> **EXERCISE INSTRUCTIONS**: Repeat all entries exactly.

> **RECORDS SUPPLIED**:
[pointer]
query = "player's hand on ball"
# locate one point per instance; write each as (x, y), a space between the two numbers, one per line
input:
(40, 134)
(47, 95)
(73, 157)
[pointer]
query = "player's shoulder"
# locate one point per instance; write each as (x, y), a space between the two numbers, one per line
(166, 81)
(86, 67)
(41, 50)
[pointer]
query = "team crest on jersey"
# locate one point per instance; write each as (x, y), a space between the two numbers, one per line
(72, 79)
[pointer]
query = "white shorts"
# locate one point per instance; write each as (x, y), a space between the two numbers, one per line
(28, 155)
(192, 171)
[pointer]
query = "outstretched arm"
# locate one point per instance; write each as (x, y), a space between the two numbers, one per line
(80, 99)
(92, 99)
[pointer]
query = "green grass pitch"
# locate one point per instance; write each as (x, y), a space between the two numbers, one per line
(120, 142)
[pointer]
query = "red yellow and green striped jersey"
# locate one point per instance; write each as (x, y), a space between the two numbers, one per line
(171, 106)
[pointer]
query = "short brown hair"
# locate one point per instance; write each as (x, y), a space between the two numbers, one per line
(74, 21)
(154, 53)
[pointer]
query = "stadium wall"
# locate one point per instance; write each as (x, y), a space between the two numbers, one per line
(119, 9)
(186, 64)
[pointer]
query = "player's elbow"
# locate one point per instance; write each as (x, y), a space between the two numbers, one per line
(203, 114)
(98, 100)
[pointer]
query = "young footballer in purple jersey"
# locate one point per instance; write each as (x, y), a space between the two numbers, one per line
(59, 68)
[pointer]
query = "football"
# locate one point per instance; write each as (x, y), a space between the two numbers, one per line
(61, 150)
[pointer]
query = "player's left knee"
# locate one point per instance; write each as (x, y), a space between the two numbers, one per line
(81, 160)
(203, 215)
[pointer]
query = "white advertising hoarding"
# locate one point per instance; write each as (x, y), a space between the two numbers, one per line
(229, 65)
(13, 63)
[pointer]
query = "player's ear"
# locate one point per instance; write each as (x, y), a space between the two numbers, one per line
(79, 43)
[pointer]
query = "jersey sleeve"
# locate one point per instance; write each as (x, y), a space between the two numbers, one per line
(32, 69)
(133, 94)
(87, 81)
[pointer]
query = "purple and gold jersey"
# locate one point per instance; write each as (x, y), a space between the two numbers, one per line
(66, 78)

> **EXERCISE RESPONSE**:
[pointer]
query = "player's hand on ball"
# locate one point per instance; write each as (x, y), a space between the two numbers, one per line
input:
(40, 134)
(47, 95)
(73, 157)
[pointer]
query = "player's shoulder"
# locate one point per instance; write each as (x, y), a space between the two numbers, one per line
(166, 81)
(86, 67)
(41, 50)
[pointer]
query = "team crest on jersey"
# locate one point per instance; write each as (x, y), a space between the two numbers, one per line
(72, 79)
[pointer]
query = "white shorts"
# locate one point per instance; write each as (x, y), a space between the two numbers, one per line
(28, 155)
(192, 171)
[pointer]
query = "outstretched arm"
# locate one point per instance; write each as (x, y), a space between the two numbers, one per line
(80, 99)
(92, 99)
[pointer]
query = "green grass pitch"
# locate one point per instance; write each as (x, y), a space between the two numbers, one per line
(120, 142)
[pointer]
query = "red yellow and green striped jersey"
# locate one point per instance; write each as (x, y), a space between the two numbers, one per line
(171, 106)
[pointer]
query = "short brown hair"
# locate one point per instance; write each as (x, y), a space between the two numbers, one per line
(74, 21)
(154, 53)
[pointer]
query = "stadium wall"
# locate one point per instance; write each as (x, y), a space between the two numbers, one per line
(119, 9)
(186, 64)
[pointer]
query = "player's elbow"
# locate one point per instance; write each as (x, y), a space between the two numbers, one per line
(203, 114)
(98, 100)
[pointer]
query = "young footballer in purple jersey"
# locate one point per instance; write each as (x, y), a space between the two numbers, one per line
(59, 68)
[pointer]
query = "football"
# locate one point per instance; write each as (x, y), a space between the two numbers, one per line
(61, 150)
[pointer]
query = "player's left knee"
# locate one point per instance; write each as (x, y), a space between the two numbers, one per line
(81, 160)
(203, 215)
[pointer]
query = "white advertising hoarding"
# locate one point per instance; write each as (x, y), a space between the two numbers, one per line
(229, 65)
(13, 63)
[pointer]
query = "player's ear"
# locate one point per instance; write each as (x, y), a space between the two numbers, one per line
(79, 43)
[pointer]
query = "jersey sleeve"
# locate one point per instance; write each as (x, y), a space between the two numbers, one per line
(32, 69)
(133, 94)
(87, 81)
[pointer]
query = "purple and gold jersey"
# locate one point per instance; write each as (x, y), a space between the two numbers, one per line
(66, 78)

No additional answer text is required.